───── EXERCISE MATERIAL
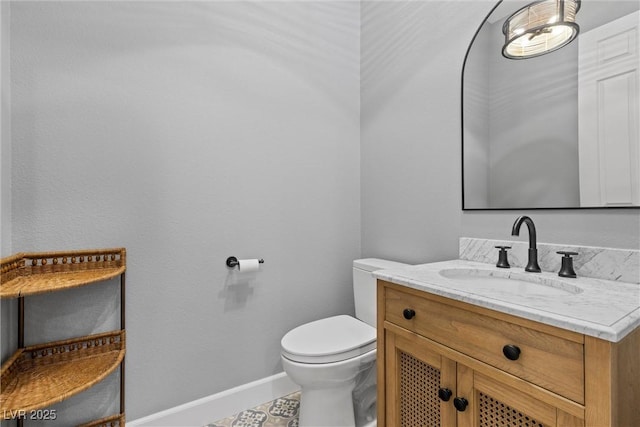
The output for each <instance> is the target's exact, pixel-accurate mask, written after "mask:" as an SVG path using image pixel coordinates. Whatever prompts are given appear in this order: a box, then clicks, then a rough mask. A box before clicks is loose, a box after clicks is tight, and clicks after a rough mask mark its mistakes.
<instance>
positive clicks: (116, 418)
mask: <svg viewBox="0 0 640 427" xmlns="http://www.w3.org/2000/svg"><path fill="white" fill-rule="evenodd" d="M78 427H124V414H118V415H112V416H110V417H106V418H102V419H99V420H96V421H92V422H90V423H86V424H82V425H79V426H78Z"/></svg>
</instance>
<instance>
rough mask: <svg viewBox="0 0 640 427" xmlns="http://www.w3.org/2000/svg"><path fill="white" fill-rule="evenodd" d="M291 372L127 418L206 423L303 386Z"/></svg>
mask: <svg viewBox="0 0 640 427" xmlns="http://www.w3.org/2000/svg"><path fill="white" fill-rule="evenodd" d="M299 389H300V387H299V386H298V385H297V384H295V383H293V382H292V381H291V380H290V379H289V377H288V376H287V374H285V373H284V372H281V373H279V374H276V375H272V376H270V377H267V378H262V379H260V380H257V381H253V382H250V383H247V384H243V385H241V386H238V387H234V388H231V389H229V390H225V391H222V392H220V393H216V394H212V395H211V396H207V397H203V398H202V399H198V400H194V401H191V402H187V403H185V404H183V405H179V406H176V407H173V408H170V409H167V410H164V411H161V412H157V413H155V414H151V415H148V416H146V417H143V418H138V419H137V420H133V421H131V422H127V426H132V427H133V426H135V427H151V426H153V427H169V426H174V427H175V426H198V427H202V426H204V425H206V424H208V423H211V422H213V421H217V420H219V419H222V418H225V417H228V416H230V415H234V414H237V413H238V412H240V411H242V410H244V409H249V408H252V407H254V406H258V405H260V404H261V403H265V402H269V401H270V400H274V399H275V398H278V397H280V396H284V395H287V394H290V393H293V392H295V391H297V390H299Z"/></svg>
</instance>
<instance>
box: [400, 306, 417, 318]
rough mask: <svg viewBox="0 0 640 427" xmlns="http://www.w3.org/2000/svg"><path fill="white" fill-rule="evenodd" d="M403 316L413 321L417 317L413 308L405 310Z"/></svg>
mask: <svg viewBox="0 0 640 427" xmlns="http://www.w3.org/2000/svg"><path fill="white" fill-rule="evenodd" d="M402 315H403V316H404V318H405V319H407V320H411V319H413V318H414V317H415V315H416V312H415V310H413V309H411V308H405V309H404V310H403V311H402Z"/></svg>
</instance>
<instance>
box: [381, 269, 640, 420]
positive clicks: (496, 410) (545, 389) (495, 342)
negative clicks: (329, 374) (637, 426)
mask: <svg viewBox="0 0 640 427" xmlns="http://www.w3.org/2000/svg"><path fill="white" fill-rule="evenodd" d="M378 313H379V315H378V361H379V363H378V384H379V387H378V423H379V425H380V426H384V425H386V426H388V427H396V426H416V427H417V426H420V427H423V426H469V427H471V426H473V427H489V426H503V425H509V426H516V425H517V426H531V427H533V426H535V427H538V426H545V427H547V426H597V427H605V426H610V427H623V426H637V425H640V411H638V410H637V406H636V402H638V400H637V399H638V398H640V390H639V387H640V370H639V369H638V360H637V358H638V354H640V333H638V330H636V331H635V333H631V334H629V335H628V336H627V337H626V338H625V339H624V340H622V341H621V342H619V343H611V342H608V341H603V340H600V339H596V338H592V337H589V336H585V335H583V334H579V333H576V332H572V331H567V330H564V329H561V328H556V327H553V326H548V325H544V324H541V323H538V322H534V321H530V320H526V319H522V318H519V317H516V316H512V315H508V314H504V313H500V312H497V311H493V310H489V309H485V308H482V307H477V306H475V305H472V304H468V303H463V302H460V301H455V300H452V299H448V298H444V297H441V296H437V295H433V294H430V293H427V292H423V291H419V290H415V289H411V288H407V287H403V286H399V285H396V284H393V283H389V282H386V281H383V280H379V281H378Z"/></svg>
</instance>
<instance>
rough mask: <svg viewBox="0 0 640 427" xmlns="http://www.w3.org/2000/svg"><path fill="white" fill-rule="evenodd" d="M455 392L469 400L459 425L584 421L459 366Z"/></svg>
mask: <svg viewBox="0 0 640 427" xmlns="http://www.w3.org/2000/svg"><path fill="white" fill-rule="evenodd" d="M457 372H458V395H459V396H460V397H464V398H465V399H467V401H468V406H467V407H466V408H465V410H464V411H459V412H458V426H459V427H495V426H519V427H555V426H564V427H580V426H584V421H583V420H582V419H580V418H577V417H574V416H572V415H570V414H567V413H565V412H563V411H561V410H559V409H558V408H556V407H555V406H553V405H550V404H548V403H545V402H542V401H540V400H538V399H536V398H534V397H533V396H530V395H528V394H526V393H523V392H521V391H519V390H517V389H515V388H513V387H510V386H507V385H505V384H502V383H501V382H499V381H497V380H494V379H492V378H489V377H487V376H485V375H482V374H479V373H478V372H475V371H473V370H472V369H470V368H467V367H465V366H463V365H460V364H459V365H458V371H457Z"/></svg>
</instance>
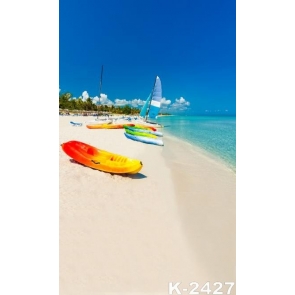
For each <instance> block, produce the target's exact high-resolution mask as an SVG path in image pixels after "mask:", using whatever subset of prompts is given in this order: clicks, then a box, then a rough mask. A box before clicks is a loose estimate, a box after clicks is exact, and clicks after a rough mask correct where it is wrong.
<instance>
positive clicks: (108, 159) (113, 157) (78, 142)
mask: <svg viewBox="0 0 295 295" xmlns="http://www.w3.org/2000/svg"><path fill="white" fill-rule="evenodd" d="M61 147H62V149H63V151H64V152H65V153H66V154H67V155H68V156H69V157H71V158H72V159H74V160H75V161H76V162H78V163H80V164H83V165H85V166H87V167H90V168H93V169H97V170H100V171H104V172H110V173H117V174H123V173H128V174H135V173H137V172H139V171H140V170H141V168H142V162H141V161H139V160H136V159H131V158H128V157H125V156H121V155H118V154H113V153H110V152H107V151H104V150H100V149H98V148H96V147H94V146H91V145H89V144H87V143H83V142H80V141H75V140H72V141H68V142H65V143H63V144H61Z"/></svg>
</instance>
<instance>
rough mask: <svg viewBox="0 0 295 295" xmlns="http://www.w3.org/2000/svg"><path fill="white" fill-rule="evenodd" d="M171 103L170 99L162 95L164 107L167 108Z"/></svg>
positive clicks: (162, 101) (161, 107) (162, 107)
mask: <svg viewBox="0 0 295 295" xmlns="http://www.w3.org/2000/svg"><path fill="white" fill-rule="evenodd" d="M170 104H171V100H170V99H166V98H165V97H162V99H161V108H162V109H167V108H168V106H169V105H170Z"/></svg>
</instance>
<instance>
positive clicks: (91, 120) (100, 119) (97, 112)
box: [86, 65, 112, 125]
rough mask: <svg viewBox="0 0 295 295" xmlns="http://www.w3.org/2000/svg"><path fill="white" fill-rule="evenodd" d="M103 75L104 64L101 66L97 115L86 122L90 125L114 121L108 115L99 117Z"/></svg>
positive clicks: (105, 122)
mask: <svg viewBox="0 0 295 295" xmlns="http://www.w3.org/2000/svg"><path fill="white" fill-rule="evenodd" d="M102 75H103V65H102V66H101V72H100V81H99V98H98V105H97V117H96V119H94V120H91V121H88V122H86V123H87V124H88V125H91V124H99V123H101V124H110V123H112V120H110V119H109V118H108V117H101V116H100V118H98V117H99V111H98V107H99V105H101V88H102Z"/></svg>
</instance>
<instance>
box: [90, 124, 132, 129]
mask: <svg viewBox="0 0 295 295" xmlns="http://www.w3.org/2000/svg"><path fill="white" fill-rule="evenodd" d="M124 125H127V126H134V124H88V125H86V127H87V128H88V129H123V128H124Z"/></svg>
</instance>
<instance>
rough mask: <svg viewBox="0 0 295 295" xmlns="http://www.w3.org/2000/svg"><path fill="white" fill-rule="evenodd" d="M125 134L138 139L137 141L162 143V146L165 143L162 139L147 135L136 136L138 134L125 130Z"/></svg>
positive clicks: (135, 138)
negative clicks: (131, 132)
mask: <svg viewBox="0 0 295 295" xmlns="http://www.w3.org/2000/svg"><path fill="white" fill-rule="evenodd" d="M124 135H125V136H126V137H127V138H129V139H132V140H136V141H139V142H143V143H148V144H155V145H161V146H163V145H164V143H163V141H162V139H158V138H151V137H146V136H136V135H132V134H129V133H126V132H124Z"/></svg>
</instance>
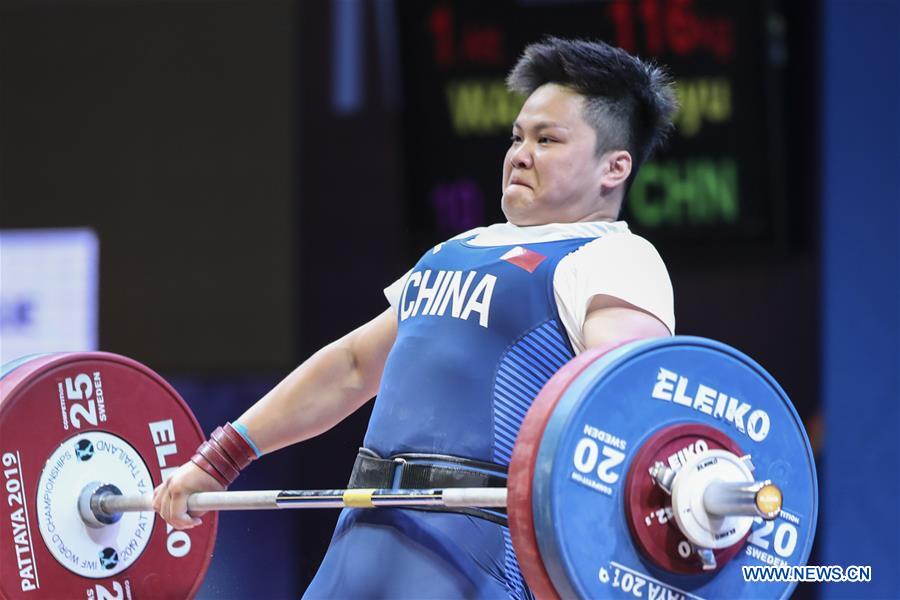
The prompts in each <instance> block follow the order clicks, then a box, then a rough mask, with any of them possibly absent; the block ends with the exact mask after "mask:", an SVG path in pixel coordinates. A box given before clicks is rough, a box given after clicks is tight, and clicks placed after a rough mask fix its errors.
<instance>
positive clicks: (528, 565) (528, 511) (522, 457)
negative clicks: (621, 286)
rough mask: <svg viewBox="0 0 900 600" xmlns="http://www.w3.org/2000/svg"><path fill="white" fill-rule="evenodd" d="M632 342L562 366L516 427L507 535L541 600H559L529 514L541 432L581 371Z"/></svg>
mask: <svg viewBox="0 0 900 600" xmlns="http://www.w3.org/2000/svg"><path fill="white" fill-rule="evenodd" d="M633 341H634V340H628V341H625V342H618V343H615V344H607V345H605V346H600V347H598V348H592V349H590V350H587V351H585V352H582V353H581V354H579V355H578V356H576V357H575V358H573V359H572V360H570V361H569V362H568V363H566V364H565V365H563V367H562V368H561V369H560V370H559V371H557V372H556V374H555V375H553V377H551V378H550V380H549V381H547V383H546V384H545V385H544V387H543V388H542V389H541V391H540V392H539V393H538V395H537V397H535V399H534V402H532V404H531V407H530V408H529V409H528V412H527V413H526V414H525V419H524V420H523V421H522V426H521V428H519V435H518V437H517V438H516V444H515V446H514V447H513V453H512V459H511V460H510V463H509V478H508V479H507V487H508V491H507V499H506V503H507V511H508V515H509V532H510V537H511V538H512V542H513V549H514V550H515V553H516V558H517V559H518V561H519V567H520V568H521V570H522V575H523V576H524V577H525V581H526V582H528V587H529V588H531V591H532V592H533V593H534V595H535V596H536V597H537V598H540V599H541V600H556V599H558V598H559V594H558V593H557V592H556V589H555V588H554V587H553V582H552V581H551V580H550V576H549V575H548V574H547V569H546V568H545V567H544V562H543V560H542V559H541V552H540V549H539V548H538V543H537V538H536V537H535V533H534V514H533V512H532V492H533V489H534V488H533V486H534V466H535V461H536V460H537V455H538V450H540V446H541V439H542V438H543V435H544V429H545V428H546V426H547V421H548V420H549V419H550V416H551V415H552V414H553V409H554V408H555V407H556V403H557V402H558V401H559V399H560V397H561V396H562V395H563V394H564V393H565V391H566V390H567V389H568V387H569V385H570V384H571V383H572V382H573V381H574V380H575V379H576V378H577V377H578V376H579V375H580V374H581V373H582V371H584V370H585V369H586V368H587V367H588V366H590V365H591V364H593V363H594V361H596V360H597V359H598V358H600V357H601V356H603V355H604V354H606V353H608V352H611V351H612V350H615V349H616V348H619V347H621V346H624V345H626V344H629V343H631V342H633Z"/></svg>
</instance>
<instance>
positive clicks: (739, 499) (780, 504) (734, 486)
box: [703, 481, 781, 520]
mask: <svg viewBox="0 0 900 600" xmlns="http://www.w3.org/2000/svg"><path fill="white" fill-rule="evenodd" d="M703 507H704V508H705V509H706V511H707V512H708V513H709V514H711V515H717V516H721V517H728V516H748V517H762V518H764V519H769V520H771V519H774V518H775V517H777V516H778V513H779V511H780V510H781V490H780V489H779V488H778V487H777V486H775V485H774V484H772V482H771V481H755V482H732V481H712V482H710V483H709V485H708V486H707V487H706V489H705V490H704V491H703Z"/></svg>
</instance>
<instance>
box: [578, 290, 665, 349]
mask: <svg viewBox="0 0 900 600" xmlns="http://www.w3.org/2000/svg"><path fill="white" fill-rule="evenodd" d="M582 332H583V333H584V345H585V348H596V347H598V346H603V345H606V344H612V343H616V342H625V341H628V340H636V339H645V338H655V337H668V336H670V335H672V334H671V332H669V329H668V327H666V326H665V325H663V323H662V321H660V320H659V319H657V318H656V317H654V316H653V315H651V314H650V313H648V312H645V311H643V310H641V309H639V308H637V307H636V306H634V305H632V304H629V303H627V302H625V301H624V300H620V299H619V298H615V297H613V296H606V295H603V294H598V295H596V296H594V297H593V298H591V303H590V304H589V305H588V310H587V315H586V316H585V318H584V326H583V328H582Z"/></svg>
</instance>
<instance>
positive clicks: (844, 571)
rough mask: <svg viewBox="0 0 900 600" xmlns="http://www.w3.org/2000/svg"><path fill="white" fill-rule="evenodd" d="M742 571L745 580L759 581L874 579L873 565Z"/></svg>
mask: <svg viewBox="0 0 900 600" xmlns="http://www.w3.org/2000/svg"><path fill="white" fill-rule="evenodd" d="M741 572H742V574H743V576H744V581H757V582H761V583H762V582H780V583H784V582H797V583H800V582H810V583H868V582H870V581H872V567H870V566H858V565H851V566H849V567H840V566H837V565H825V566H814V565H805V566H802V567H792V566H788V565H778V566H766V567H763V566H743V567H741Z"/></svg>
──────────
WORK REQUIRED: Give again, word for word, every line from the top of the data through the line with "box: [400, 306, 417, 318]", both ends included, and exclude the pictures.

ANSWER TO THIS PROBLEM:
The output for each <instance> is the target's exact, pixel-accurate mask, written after "mask:" as an SVG path using image pixel coordinates. Whatever prompts are given appear in this order: a box, then clicks, then a rough mask. A box before clicks is loose, a box after clicks is tight, and clicks after a rough mask mark its mistakes.
<instance>
positive clicks: (116, 418)
mask: <svg viewBox="0 0 640 427" xmlns="http://www.w3.org/2000/svg"><path fill="white" fill-rule="evenodd" d="M78 427H124V414H118V415H112V416H110V417H106V418H102V419H99V420H96V421H92V422H90V423H86V424H82V425H79V426H78Z"/></svg>
</instance>
<instance>
rough mask: <svg viewBox="0 0 640 427" xmlns="http://www.w3.org/2000/svg"><path fill="white" fill-rule="evenodd" d="M291 372L127 418L206 423L303 386Z"/></svg>
mask: <svg viewBox="0 0 640 427" xmlns="http://www.w3.org/2000/svg"><path fill="white" fill-rule="evenodd" d="M299 389H300V387H299V386H298V385H297V384H295V383H293V382H292V381H291V380H290V379H289V377H288V376H287V374H285V373H284V372H281V373H279V374H276V375H272V376H270V377H267V378H262V379H260V380H257V381H253V382H250V383H247V384H243V385H241V386H238V387H234V388H231V389H229V390H225V391H222V392H220V393H216V394H212V395H211V396H207V397H203V398H202V399H198V400H194V401H191V402H187V403H185V404H183V405H179V406H176V407H173V408H170V409H167V410H164V411H161V412H157V413H155V414H151V415H148V416H146V417H143V418H138V419H137V420H133V421H131V422H127V426H132V427H133V426H135V427H151V426H153V427H169V426H174V427H175V426H198V427H202V426H204V425H206V424H208V423H211V422H213V421H217V420H219V419H222V418H225V417H228V416H230V415H234V414H237V413H238V412H240V411H242V410H244V409H249V408H252V407H254V406H258V405H260V404H261V403H265V402H269V401H270V400H274V399H275V398H278V397H280V396H284V395H287V394H290V393H293V392H295V391H297V390H299Z"/></svg>
</instance>
<instance>
box: [400, 306, 417, 318]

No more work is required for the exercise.